__SUPPLIED INFORMATION__:
☆ ☆ ☆ ☆ ☆

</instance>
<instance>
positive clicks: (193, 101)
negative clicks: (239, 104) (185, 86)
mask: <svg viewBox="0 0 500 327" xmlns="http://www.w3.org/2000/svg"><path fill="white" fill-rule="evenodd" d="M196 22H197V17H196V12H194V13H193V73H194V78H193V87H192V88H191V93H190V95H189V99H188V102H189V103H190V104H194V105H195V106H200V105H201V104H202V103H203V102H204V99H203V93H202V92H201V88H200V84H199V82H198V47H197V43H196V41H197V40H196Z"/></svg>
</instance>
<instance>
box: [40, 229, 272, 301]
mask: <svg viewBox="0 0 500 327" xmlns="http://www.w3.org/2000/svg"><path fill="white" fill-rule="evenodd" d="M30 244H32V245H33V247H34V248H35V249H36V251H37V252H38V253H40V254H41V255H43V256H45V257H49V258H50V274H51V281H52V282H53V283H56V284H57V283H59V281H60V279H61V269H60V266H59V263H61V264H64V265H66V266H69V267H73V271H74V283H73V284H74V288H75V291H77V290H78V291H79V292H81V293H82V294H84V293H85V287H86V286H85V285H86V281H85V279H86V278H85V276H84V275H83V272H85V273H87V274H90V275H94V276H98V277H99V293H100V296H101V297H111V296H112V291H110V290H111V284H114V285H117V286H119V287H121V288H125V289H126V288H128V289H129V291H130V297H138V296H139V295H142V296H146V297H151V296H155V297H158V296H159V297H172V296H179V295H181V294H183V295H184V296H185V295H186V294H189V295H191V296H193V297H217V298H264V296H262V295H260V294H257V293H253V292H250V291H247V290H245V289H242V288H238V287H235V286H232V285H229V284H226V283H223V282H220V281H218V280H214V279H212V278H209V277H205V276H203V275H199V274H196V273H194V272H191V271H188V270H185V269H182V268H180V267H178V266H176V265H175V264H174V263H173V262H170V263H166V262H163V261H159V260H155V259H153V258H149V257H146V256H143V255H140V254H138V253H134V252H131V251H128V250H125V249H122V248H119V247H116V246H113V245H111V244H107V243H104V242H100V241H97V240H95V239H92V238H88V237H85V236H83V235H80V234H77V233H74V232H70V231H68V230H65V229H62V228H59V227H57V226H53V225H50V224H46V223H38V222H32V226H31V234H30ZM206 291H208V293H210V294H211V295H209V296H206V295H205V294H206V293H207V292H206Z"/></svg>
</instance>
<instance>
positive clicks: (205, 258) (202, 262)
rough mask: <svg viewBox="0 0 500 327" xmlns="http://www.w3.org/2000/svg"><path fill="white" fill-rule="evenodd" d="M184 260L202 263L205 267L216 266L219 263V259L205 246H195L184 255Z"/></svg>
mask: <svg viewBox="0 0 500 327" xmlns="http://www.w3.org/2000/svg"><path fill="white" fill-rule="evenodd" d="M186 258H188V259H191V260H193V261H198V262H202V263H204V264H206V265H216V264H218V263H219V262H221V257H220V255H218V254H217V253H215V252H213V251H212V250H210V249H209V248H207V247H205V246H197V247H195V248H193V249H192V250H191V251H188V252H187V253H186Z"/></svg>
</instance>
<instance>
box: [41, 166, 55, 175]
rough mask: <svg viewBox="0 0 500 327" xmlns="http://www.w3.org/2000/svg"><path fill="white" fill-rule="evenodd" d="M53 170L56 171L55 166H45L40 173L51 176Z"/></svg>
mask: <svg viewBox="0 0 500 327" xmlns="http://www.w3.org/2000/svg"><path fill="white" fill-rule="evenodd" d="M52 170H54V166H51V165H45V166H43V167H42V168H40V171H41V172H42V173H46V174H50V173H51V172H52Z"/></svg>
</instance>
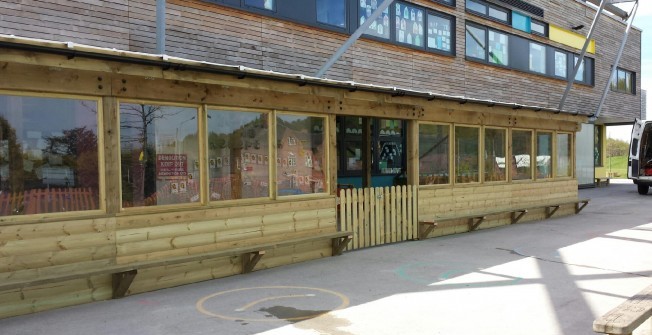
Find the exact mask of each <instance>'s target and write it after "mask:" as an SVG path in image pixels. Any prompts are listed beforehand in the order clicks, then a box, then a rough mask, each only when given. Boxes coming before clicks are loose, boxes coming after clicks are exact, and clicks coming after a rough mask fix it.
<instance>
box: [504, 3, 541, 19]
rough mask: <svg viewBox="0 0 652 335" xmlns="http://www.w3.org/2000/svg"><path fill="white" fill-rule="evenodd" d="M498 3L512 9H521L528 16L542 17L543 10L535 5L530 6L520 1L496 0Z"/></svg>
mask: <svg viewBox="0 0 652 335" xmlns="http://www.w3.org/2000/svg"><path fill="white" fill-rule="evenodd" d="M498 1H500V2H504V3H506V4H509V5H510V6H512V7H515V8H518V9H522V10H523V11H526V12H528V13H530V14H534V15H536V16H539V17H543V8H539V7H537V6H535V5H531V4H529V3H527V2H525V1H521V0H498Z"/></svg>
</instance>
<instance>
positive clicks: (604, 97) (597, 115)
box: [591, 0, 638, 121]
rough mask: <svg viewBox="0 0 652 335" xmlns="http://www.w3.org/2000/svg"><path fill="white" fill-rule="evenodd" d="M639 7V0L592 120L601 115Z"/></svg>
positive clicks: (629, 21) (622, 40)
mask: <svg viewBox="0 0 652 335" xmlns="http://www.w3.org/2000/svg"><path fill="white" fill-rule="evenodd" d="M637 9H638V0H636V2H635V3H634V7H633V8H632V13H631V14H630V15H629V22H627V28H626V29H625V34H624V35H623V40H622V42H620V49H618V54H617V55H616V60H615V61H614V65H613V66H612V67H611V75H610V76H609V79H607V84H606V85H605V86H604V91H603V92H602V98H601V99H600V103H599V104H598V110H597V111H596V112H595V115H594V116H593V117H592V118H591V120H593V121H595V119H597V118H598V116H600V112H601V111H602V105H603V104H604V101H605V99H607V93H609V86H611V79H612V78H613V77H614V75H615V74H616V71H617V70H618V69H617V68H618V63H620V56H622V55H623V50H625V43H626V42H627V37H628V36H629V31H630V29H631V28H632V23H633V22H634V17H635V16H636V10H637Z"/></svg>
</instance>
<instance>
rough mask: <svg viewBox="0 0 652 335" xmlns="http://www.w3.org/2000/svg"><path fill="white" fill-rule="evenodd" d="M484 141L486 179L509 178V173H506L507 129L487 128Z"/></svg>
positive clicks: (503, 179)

☆ ☆ ☆ ☆ ☆

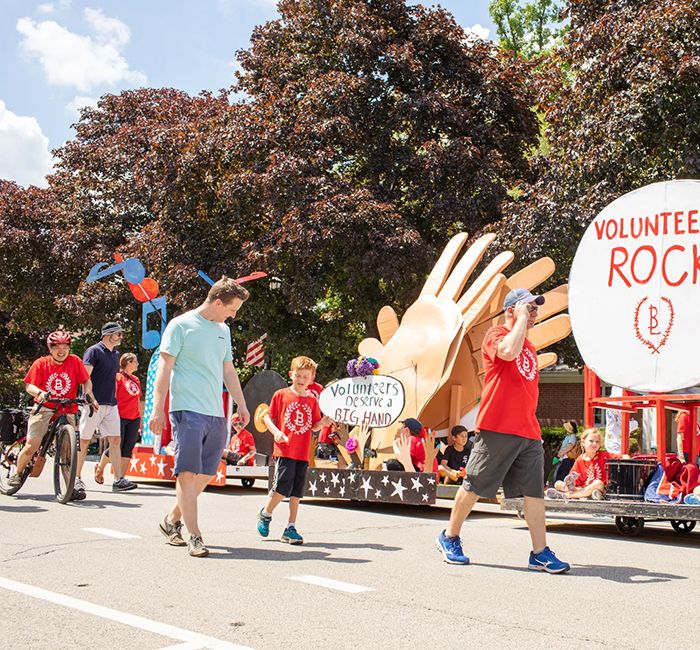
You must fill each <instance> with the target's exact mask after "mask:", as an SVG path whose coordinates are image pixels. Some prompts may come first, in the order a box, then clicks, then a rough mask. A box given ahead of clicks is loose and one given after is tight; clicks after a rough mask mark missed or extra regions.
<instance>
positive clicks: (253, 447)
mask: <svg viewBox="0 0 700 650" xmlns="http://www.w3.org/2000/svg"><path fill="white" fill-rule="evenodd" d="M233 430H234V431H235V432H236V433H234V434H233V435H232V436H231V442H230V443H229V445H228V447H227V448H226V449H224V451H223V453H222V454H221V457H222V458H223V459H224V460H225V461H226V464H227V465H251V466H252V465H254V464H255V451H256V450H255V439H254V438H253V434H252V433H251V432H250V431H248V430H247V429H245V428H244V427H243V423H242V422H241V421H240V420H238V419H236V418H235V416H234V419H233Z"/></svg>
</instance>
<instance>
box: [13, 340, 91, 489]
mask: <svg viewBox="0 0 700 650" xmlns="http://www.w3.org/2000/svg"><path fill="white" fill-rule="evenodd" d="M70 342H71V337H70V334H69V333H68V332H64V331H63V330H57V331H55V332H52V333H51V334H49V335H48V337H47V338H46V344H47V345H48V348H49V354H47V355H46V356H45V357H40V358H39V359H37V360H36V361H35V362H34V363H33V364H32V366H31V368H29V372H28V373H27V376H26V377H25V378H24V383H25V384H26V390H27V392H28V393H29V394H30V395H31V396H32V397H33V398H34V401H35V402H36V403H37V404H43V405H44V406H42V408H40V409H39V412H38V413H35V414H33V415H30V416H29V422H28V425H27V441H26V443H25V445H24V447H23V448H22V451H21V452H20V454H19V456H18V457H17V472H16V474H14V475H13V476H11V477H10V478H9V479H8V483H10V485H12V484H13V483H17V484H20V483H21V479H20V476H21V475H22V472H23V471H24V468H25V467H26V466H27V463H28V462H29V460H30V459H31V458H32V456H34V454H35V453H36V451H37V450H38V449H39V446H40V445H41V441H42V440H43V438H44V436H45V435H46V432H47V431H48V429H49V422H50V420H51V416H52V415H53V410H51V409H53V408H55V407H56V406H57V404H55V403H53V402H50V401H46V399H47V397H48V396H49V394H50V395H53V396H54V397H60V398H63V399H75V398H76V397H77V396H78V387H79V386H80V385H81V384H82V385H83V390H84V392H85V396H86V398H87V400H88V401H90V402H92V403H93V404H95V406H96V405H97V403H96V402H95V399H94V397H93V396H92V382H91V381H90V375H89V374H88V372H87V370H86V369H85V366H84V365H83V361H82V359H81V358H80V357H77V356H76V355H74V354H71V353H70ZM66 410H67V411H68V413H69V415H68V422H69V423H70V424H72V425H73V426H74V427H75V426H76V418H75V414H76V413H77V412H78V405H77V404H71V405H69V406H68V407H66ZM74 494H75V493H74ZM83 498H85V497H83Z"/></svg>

☆ ☆ ☆ ☆ ☆

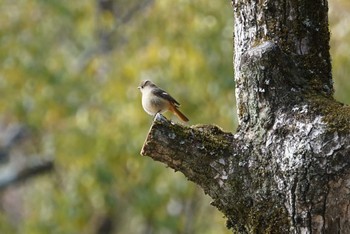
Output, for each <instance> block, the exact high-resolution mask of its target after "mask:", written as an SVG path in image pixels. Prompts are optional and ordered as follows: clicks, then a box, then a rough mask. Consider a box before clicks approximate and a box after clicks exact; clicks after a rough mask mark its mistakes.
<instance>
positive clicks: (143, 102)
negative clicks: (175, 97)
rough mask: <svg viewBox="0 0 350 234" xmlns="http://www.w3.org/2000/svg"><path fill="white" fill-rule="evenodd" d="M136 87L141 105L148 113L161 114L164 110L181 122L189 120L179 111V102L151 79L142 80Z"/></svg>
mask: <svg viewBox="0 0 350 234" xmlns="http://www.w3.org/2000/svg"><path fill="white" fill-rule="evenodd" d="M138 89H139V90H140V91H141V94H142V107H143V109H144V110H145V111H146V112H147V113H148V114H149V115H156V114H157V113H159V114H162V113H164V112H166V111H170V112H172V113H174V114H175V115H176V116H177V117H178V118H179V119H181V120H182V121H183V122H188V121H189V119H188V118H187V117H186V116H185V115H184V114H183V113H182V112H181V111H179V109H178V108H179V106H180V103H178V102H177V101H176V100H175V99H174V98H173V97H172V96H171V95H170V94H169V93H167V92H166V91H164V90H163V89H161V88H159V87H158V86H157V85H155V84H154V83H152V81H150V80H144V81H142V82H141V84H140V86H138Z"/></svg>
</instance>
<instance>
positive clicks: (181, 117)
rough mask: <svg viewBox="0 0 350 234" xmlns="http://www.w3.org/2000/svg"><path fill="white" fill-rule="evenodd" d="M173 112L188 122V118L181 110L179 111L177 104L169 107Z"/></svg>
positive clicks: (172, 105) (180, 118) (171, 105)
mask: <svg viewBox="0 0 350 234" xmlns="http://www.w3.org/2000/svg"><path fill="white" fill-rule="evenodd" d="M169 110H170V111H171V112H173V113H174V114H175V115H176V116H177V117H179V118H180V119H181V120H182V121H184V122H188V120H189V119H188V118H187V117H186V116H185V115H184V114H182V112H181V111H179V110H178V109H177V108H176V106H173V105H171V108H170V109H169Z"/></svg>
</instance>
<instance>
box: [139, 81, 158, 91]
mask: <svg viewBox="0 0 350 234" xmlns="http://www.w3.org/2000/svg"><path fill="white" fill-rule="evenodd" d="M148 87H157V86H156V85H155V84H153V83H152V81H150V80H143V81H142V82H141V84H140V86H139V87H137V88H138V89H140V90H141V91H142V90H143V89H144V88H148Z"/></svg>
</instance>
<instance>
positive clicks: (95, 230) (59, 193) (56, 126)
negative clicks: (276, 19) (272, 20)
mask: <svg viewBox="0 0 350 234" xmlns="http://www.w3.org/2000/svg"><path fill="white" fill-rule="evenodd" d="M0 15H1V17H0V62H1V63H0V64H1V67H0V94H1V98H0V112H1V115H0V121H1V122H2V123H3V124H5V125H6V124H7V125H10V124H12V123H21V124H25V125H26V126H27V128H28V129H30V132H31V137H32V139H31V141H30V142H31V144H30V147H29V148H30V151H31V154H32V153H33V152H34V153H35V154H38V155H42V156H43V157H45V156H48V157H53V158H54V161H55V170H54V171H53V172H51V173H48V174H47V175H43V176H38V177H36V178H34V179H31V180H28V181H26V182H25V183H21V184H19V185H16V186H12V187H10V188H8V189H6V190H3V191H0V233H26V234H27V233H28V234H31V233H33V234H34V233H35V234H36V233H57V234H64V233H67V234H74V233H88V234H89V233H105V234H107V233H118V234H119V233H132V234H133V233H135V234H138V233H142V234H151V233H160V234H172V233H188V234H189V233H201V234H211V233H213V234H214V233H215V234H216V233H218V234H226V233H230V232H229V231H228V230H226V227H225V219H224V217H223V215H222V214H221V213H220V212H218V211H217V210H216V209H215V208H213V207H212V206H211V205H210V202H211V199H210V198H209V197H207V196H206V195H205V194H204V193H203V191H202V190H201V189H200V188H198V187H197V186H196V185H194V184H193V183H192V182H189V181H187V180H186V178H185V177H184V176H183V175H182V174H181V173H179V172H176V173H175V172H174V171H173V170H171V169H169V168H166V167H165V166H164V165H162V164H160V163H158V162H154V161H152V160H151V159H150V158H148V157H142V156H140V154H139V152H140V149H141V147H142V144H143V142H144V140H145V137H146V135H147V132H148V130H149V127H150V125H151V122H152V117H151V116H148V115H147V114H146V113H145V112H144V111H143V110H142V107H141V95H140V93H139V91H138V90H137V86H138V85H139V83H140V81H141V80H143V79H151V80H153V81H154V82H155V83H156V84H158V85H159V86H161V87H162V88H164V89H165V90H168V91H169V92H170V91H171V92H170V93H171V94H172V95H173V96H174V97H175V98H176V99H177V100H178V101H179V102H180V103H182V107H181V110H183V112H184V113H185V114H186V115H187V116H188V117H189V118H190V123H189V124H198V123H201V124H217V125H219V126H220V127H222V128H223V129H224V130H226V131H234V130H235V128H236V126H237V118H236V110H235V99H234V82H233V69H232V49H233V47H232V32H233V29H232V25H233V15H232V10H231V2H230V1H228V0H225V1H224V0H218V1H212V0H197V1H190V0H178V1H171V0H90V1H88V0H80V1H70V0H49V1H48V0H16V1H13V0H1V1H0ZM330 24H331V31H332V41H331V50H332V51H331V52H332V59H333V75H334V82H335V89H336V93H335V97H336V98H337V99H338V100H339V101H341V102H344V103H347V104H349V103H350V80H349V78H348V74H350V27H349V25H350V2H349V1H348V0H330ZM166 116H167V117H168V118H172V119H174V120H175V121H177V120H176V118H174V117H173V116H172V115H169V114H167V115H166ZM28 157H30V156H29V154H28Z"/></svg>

☆ ☆ ☆ ☆ ☆

__PROBLEM TO SOLVE__:
Give an exact copy of the lines above from the line with "Output, for each" up to and including the line with "positive clicks: (181, 117)", and leave everything else out.

__RESPONSE__:
Output, for each <instance> block, the exact high-resolution mask of its target after "mask:", written as an SVG path in image pixels. Prompts are optional and ordered as follows: clicks, then a box, then a rough mask. Consider a box before clicks approximate and a box after clicks exact; clicks after a rough mask mark its mistakes.
<instance>
positive clicks: (143, 102)
negative clicks: (175, 97)
rough mask: <svg viewBox="0 0 350 234" xmlns="http://www.w3.org/2000/svg"><path fill="white" fill-rule="evenodd" d="M136 87L141 105L148 113L161 114L164 110L181 122L189 120L179 111V102L151 79L142 80Z"/></svg>
mask: <svg viewBox="0 0 350 234" xmlns="http://www.w3.org/2000/svg"><path fill="white" fill-rule="evenodd" d="M138 89H139V90H140V91H141V94H142V107H143V109H144V110H145V111H146V112H147V113H148V114H149V115H156V114H157V113H159V114H162V113H164V112H166V111H170V112H172V113H174V114H175V115H176V116H177V117H178V118H179V119H181V120H182V121H183V122H188V121H189V119H188V118H187V117H186V116H185V115H184V114H183V113H182V112H181V111H179V109H178V108H179V106H180V103H178V102H177V101H176V100H175V99H174V98H173V97H172V96H171V95H170V94H169V93H167V92H166V91H164V90H163V89H161V88H159V87H158V86H157V85H155V84H154V83H152V81H150V80H144V81H142V82H141V84H140V86H138Z"/></svg>
</instance>
<instance>
positive clicks: (181, 117)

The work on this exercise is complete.